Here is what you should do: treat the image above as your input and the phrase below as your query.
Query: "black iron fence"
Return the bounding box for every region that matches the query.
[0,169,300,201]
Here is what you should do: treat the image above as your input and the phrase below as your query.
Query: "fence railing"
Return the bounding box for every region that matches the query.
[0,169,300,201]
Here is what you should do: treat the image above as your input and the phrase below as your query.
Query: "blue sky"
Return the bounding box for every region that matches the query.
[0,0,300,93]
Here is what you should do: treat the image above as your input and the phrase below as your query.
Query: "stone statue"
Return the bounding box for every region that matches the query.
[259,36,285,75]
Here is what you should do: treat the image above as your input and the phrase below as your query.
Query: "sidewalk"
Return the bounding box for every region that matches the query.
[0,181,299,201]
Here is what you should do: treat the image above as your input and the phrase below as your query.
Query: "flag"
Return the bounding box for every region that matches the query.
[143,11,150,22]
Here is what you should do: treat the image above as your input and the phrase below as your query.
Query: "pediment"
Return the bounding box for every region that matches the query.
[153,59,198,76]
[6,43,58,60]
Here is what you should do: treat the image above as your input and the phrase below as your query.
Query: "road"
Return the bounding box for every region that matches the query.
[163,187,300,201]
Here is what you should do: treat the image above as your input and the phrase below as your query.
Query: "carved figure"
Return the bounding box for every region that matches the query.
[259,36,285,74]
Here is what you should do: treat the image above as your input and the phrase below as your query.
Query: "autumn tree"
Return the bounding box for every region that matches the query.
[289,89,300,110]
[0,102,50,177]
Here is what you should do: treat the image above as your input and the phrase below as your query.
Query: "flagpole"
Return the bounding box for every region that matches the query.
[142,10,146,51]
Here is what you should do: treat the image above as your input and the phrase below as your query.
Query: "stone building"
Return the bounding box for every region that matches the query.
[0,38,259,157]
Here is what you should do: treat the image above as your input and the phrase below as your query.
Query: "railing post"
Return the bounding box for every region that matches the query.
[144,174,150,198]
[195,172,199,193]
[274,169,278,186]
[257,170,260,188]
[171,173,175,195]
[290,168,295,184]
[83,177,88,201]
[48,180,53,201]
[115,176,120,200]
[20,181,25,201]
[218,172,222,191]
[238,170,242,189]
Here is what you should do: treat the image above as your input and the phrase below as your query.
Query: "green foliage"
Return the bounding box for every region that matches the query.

+ + +

Return every line from the rows above that contains the word "stone". Case matters.

Query: "stone statue"
Query: "stone building"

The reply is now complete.